Omitting all pictures, retype the entries below exactly as given.

Task material:
┌────────

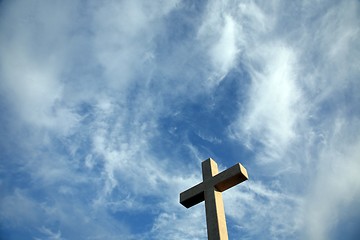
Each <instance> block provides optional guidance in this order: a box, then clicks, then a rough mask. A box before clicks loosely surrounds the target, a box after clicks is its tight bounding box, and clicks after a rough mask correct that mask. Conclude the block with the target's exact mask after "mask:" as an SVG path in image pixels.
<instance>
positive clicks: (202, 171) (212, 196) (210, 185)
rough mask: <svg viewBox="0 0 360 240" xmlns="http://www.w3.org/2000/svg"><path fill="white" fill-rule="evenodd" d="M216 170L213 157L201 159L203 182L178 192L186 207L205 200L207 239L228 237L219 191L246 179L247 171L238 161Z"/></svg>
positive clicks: (181, 201) (227, 233)
mask: <svg viewBox="0 0 360 240" xmlns="http://www.w3.org/2000/svg"><path fill="white" fill-rule="evenodd" d="M218 172H219V171H218V166H217V164H216V162H215V161H214V160H213V159H211V158H209V159H207V160H205V161H203V162H202V174H203V182H201V183H199V184H197V185H195V186H194V187H192V188H190V189H188V190H186V191H184V192H182V193H180V203H181V204H182V205H184V206H185V207H187V208H189V207H192V206H194V205H196V204H198V203H200V202H202V201H205V210H206V224H207V233H208V239H209V240H227V239H228V233H227V228H226V220H225V211H224V204H223V200H222V194H221V192H223V191H225V190H227V189H229V188H231V187H233V186H235V185H237V184H239V183H241V182H243V181H245V180H247V179H248V175H247V171H246V169H245V168H244V167H243V166H242V165H241V164H240V163H238V164H236V165H234V166H232V167H231V168H229V169H227V170H225V171H223V172H221V173H218Z"/></svg>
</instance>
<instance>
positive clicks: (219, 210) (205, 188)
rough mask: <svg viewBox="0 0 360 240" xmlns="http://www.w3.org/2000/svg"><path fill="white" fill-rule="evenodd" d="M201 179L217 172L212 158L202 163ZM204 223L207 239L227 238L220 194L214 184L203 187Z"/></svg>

└────────

Task result:
Each <instance> block provides optional guidance in this order: a box, then clicks, then a rough mask. A box before clicks loosely surrounds the target, a box after clicks is its tight bounding box, and clicks after a rough mask correct that mask. Conclude the block with the target's exact mask after "mask:" as an SVG path in image pixels.
<instance>
positive clicks: (202, 171) (212, 196) (210, 185)
rough mask: <svg viewBox="0 0 360 240" xmlns="http://www.w3.org/2000/svg"><path fill="white" fill-rule="evenodd" d="M216 170L213 157L201 159L203 182L178 192L186 207L205 200L207 239L228 237L219 191L246 179L247 171L238 161Z"/></svg>
positive clicks: (181, 201) (227, 233)
mask: <svg viewBox="0 0 360 240" xmlns="http://www.w3.org/2000/svg"><path fill="white" fill-rule="evenodd" d="M218 172H219V171H218V166H217V164H216V162H215V161H214V160H213V159H211V158H209V159H207V160H205V161H203V162H202V174H203V182H201V183H199V184H197V185H195V186H194V187H192V188H190V189H188V190H186V191H184V192H182V193H180V203H181V204H182V205H184V206H185V207H187V208H189V207H192V206H194V205H196V204H198V203H200V202H202V201H205V210H206V224H207V233H208V239H209V240H227V239H228V233H227V228H226V220H225V211H224V204H223V200H222V194H221V192H223V191H225V190H227V189H229V188H231V187H233V186H235V185H237V184H239V183H241V182H243V181H245V180H247V179H248V175H247V171H246V169H245V168H244V167H243V166H242V165H241V164H240V163H238V164H236V165H234V166H232V167H231V168H229V169H227V170H225V171H223V172H221V173H218Z"/></svg>
</instance>
<instance>
positive clicks: (219, 210) (205, 188)
rough mask: <svg viewBox="0 0 360 240" xmlns="http://www.w3.org/2000/svg"><path fill="white" fill-rule="evenodd" d="M201 179L217 172L212 158L202 163ZM204 223L207 239L227 238L220 194L214 184L203 187Z"/></svg>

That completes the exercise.